◆ Required work
Please format the listing as a numbered list, starting with the line containing "Identify where the dirt" and going on through the line containing "356;0;468;40", both of those lines included. Leave out any blank lines and everything outside that range.

▼

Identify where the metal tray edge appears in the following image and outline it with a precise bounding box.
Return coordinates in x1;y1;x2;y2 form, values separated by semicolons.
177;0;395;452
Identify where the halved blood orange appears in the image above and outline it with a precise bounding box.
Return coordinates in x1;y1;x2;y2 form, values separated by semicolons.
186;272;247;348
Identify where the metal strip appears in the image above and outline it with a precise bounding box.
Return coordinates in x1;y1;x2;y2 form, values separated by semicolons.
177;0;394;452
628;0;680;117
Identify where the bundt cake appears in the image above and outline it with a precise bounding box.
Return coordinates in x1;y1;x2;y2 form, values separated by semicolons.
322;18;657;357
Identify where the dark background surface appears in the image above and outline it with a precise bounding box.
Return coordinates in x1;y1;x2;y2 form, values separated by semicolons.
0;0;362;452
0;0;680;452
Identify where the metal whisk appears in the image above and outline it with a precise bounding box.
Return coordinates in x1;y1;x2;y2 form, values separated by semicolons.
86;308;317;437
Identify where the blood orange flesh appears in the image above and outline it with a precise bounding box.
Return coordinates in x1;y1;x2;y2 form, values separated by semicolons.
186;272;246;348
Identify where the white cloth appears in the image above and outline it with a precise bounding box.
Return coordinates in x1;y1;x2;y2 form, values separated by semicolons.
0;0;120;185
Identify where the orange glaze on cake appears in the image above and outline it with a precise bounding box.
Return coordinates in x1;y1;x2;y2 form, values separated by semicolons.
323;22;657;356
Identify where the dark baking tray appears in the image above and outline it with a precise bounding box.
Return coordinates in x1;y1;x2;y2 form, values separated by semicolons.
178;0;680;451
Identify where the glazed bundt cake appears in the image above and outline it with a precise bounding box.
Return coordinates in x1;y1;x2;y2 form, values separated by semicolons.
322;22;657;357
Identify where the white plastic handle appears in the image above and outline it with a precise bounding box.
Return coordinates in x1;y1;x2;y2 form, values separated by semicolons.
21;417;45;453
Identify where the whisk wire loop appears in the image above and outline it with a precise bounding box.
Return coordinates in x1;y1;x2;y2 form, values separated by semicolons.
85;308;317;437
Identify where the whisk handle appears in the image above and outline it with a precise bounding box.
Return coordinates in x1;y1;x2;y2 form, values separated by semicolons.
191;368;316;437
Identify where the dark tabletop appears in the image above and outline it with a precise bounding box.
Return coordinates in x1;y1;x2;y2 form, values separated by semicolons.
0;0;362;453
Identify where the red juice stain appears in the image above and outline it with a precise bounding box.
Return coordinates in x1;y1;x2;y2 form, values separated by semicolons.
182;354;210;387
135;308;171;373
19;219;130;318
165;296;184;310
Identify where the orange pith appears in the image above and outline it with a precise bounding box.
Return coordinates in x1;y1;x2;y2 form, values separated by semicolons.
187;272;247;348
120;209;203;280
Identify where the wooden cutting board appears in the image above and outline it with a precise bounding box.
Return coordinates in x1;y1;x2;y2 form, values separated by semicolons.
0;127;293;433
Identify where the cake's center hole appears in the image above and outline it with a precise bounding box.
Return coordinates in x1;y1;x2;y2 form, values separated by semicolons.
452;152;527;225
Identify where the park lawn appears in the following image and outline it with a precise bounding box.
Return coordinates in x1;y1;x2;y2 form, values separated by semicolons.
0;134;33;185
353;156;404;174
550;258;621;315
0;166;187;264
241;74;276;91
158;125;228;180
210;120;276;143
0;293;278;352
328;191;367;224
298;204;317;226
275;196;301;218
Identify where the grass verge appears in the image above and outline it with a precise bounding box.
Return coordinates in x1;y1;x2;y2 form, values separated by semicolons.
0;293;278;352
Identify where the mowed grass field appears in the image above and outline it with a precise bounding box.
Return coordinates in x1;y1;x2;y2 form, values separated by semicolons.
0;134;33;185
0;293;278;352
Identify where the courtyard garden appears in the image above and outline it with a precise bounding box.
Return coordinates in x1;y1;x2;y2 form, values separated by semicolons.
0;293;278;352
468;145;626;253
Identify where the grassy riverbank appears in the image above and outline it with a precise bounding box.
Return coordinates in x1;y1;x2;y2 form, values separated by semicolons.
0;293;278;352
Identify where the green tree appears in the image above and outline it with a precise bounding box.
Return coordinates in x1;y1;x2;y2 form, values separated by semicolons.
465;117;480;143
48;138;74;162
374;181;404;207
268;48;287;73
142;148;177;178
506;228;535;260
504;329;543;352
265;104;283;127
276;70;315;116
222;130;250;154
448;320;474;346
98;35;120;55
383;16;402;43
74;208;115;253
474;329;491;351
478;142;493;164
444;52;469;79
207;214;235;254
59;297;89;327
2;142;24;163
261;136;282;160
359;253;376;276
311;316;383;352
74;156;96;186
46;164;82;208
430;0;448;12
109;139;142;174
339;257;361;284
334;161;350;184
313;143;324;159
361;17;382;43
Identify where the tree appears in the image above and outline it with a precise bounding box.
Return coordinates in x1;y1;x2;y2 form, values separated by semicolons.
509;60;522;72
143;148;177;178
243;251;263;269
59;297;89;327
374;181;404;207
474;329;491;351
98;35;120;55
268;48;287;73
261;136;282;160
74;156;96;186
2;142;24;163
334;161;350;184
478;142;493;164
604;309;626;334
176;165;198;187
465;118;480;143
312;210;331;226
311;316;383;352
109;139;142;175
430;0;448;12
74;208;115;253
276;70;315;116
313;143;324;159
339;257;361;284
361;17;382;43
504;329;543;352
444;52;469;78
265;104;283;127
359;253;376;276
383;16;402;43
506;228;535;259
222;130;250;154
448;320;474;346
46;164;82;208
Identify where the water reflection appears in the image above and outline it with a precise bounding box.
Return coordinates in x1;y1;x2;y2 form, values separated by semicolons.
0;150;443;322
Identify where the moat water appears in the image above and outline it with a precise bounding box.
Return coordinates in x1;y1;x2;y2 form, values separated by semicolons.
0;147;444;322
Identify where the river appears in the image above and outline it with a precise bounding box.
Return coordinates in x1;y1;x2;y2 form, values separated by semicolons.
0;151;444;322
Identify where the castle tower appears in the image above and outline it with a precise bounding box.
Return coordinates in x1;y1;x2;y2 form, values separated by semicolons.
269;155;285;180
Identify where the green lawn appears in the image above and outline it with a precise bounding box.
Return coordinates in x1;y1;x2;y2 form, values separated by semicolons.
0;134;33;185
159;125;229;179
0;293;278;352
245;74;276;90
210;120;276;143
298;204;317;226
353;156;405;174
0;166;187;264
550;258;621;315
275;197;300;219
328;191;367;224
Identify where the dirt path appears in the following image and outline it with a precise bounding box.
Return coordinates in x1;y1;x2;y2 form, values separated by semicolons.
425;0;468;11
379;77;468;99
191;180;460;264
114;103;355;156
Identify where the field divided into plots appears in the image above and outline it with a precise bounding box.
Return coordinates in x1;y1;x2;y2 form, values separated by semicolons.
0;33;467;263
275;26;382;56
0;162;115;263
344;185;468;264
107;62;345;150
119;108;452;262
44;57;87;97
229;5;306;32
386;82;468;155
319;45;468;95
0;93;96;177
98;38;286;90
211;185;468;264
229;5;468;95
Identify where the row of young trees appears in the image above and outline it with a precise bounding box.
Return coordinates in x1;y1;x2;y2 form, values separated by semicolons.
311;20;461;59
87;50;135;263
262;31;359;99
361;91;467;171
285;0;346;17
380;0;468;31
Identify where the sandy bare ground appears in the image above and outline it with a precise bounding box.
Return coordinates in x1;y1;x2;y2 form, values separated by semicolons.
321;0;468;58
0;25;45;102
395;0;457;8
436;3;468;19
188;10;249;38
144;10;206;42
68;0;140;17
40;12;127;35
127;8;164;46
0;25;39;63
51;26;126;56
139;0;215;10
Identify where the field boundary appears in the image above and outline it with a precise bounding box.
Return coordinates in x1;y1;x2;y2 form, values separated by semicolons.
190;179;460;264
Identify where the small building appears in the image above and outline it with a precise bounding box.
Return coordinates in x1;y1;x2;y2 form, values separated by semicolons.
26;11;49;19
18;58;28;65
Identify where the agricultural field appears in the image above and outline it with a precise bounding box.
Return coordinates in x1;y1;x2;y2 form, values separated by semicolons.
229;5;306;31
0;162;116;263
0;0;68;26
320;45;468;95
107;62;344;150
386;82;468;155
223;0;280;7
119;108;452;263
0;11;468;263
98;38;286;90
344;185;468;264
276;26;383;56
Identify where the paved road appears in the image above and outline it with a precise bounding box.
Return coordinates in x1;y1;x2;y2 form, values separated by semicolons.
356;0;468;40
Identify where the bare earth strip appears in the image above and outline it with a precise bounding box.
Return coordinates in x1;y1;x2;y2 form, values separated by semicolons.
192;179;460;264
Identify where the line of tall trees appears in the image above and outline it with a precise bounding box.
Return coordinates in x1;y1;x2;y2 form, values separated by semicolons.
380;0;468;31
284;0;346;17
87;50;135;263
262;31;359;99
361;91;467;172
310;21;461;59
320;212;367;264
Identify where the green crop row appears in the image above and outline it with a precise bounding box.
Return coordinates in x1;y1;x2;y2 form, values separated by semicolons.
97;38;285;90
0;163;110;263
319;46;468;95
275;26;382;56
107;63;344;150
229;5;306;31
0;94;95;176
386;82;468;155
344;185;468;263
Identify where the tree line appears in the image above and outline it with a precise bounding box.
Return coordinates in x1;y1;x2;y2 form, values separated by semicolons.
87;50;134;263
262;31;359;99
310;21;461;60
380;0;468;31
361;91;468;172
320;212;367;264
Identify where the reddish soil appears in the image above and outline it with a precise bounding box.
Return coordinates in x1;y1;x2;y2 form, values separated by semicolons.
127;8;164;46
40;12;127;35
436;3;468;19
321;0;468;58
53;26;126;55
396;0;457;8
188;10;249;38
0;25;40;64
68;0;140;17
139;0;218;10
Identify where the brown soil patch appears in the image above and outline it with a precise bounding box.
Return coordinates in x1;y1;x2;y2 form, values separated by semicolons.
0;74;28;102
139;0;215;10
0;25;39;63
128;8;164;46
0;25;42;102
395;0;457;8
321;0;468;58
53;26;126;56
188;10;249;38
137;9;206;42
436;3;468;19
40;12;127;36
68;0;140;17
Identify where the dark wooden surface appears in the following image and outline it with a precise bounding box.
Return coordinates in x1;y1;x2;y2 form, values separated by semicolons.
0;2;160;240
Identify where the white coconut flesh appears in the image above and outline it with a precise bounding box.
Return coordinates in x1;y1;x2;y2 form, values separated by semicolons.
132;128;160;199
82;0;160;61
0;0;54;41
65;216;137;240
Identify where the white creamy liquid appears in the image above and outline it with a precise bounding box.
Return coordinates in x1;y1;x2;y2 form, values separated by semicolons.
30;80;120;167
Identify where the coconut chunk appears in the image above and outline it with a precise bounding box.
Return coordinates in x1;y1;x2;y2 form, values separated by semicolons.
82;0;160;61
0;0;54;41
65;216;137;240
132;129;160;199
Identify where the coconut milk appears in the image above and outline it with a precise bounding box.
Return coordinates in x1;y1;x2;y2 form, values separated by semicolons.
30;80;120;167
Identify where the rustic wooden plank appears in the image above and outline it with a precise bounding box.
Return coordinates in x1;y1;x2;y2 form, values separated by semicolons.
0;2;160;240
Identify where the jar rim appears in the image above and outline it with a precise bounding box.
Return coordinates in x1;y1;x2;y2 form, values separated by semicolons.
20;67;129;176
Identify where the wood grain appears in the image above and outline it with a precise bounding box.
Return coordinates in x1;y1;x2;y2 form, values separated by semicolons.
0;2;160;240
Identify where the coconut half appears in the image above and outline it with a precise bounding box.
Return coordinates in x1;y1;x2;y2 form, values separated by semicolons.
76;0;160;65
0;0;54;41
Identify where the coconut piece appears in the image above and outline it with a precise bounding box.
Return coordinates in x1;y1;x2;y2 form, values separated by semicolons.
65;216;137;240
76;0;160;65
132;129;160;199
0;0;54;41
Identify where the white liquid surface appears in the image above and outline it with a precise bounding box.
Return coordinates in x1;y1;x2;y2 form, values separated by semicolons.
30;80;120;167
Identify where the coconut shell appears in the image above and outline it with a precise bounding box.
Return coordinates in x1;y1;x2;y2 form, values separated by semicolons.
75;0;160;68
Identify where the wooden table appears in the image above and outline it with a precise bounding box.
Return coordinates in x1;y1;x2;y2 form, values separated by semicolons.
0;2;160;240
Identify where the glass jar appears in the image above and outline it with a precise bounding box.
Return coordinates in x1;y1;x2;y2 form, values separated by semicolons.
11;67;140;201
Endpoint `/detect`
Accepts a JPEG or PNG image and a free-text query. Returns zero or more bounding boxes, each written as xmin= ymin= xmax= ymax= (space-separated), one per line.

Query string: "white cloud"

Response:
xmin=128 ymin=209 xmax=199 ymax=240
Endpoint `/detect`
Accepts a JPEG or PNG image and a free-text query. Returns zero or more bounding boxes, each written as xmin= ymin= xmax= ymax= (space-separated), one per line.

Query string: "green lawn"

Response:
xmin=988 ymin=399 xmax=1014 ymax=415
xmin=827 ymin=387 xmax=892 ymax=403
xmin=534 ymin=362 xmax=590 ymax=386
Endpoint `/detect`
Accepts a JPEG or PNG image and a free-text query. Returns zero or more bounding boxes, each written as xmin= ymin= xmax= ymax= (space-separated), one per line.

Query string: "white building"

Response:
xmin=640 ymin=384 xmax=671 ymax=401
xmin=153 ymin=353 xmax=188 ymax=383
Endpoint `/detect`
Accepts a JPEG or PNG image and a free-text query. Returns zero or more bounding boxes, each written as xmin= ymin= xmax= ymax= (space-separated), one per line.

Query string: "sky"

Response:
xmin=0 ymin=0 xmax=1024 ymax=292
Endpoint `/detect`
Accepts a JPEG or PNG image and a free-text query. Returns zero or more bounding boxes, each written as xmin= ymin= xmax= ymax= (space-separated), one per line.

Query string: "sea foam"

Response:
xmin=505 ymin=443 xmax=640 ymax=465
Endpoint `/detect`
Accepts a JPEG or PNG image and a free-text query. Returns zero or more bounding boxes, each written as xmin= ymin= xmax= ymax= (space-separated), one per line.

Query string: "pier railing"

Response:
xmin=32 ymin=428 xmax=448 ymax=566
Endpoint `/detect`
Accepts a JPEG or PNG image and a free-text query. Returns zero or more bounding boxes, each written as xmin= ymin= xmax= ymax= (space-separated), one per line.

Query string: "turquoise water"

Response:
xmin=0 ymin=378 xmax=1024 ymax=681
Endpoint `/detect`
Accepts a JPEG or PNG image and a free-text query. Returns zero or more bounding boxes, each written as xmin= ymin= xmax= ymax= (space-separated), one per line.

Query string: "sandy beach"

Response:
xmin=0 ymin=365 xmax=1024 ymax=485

▲

◆ Written reply
1. Identify where the dirt path appears in the following image and outline it with a precise bounding box.
2. Return coordinates in x1;y1;x2;y2 form, values separated by semicolons.
3. 425;0;468;11
4. 379;77;468;99
5. 191;180;460;264
6. 114;103;355;156
7. Identify where the field divided into plots appears in the image above and outline it with a precise bounding box.
8. Return coordinates in x1;y1;x2;y2 form, values separated by semicolons.
9. 0;33;467;263
10. 275;26;382;56
11. 0;162;115;263
12. 344;185;468;264
13. 107;62;345;150
14. 119;108;452;262
15. 44;57;87;97
16. 229;5;306;32
17. 386;82;468;155
18. 319;45;468;95
19. 0;93;96;177
20. 98;38;286;90
21. 211;185;468;264
22. 229;5;468;95
23. Identify where the row of young trees appears in the image above and outline it with a precise bounding box.
24. Return coordinates in x1;y1;x2;y2 form, values separated by semicolons.
25. 311;20;461;59
26. 87;50;135;263
27. 262;31;359;99
28. 361;91;467;171
29. 285;0;346;17
30. 380;0;468;31
31. Identify where the sandy bare ground appears in the image above and outline it with a precise bounding box.
32. Return coordinates in x1;y1;x2;y2 form, values separated by semicolons.
33. 321;0;468;58
34. 0;25;45;102
35. 395;0;457;8
36. 436;3;468;19
37. 188;10;249;38
38. 144;10;206;42
39. 68;0;140;17
40. 40;12;127;35
41. 127;8;164;46
42. 0;25;39;63
43. 51;26;126;56
44. 139;0;215;10
45. Identify where the field boundary appears in the image above and outline it with a precise bounding box.
46. Return coordinates in x1;y1;x2;y2 form, values separated by semicolons.
47. 190;179;460;264
48. Identify where the small building appears in the image above and outline it with a precise bounding box.
49. Return coordinates in x1;y1;x2;y2 form, values separated by semicolons.
50. 26;11;49;19
51. 18;58;28;65
52. Identify where the agricultural field appears in the image above and outline it with a precise bounding box.
53. Return coordinates in x1;y1;x2;y2 form, values separated by semicolons.
54. 229;5;306;31
55. 0;162;116;263
56. 0;0;68;26
57. 320;45;468;95
58. 107;62;344;150
59. 386;82;468;155
60. 223;0;280;7
61. 119;108;452;263
62. 0;11;468;263
63. 98;38;286;90
64. 344;185;468;264
65. 276;26;383;56
66. Identify where the paved road appears in the image above and outline it with a precise bounding box.
67. Return coordinates in x1;y1;x2;y2 form, values separated by semicolons.
68. 356;0;468;40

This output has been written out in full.